- [任务说明]
将材料中从含有“Identify every instance of the rider”的那一行到含有“x=495 y=301”的那一行（首尾两行都包括在内）整理成一个 JSON 字符串列表，每行对应一个字符串，空行不计入。

·····

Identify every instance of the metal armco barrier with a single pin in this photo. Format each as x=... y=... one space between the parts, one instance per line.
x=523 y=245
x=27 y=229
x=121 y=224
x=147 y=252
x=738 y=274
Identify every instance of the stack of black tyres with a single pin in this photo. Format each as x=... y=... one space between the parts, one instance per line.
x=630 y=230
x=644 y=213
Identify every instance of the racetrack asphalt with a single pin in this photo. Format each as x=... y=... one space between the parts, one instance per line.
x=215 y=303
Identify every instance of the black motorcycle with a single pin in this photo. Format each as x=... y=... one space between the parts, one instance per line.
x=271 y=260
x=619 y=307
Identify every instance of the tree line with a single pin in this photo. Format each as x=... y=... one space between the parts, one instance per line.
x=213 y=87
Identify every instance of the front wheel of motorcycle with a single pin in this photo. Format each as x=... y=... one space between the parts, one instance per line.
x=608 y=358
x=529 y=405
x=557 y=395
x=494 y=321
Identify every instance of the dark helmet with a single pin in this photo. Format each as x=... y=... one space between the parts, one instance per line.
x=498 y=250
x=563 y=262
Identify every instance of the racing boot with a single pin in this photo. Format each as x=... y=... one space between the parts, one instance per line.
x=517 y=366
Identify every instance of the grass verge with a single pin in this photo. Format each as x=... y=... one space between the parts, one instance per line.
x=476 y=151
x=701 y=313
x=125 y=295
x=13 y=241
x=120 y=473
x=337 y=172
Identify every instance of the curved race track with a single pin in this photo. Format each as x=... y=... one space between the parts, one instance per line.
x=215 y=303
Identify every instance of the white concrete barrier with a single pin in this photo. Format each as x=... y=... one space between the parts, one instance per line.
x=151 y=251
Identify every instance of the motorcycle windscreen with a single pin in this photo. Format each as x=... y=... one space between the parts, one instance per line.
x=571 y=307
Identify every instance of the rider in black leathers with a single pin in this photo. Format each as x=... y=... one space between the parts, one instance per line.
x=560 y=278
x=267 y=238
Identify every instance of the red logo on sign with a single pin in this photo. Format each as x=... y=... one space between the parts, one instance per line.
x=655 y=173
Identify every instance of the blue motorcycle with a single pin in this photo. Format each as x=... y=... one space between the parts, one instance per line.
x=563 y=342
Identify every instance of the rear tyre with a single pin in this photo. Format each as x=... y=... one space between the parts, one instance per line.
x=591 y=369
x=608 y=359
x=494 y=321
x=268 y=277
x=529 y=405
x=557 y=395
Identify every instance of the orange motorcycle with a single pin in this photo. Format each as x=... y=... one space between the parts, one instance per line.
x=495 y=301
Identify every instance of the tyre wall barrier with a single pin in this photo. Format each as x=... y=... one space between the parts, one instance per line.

·····

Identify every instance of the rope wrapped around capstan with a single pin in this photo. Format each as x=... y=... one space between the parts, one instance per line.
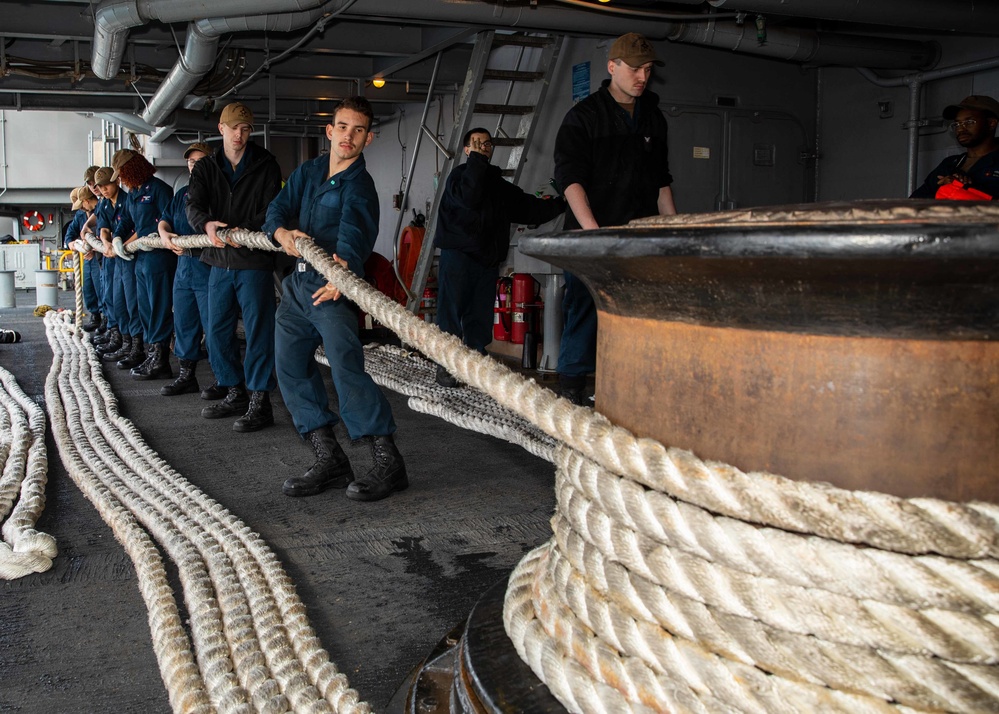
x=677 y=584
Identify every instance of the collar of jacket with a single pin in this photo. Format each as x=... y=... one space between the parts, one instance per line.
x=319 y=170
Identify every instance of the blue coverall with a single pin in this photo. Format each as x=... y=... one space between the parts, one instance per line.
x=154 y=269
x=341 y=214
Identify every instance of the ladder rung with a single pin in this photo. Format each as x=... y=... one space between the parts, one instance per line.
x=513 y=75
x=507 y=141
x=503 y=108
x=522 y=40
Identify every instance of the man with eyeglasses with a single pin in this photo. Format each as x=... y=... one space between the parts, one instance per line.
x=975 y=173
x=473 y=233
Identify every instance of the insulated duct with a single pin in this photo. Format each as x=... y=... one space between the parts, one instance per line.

·····

- [本题答案]
[
  "Identify every instance of the rider in black leathers with a single pin in this photo. Format each as x=... y=... one space between the parts, one instance per line.",
  "x=560 y=278",
  "x=267 y=238",
  "Identify every instance of the red logo on sign with a single pin in this photo. Format each as x=... y=... one space between the parts, one instance per line.",
  "x=655 y=173",
  "Identify every instance of the blue motorcycle with a single pin in this photo. Format each as x=... y=... one space between the parts, one instance per line.",
  "x=563 y=342",
  "Identify every instance of the rear tyre with a single pin in this photo. Format each as x=... y=... one space between the parts, one instance per line.",
  "x=591 y=369",
  "x=608 y=359",
  "x=494 y=321",
  "x=268 y=277",
  "x=529 y=405",
  "x=557 y=395",
  "Identify every instance of the orange motorcycle with a single pin in this photo. Format each as x=... y=... one space between the parts, one instance per line.",
  "x=495 y=301"
]